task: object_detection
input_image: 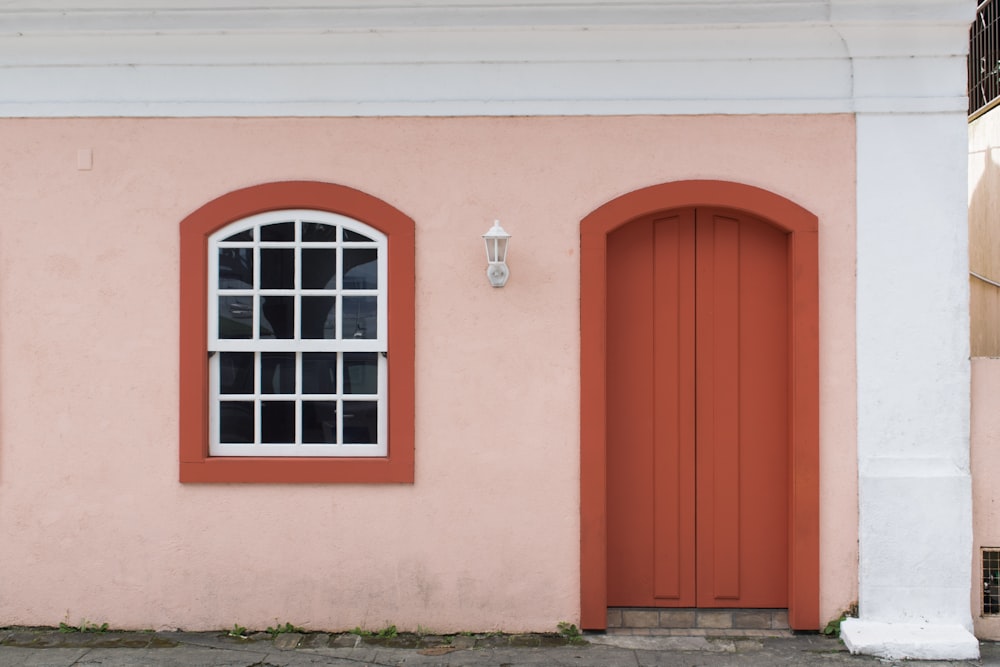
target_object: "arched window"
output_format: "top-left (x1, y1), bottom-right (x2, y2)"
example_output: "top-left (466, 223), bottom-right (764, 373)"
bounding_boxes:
top-left (210, 211), bottom-right (387, 456)
top-left (180, 182), bottom-right (414, 483)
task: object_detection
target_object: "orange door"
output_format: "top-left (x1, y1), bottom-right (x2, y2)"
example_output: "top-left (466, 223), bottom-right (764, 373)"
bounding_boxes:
top-left (606, 207), bottom-right (789, 609)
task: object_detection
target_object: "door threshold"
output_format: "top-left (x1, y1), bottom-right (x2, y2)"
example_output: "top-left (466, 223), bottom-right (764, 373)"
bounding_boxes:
top-left (607, 608), bottom-right (791, 637)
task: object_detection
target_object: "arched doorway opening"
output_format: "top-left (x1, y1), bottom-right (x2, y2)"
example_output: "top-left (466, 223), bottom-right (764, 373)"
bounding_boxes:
top-left (579, 181), bottom-right (819, 630)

________

TASK STATEMENT. The lines above should be transcribed exactly, with every image removed.

SOLUTION TO THIS PROBLEM.
task: object_detection
input_image: 
target_object: "arched window"
output_format: "top-left (x1, y1), bottom-right (x2, y2)"
example_output: "top-left (466, 223), bottom-right (764, 373)"
bounding_boxes:
top-left (210, 211), bottom-right (387, 456)
top-left (180, 182), bottom-right (414, 483)
task: object_detection
target_object: "orange door"
output_format: "top-left (x1, y1), bottom-right (x2, y2)"
example_output: "top-left (466, 223), bottom-right (764, 373)"
bounding_boxes:
top-left (606, 207), bottom-right (789, 609)
task: object_detection
target_object: "door threshold"
output_format: "top-left (x1, y1), bottom-right (x2, y2)"
example_output: "top-left (466, 223), bottom-right (764, 373)"
bounding_boxes:
top-left (607, 608), bottom-right (791, 637)
task: object_detection
target_object: "arched doorway opening"
output_format: "top-left (x1, y1), bottom-right (x2, y2)"
example_output: "top-left (466, 223), bottom-right (764, 373)"
bounding_boxes:
top-left (579, 181), bottom-right (819, 630)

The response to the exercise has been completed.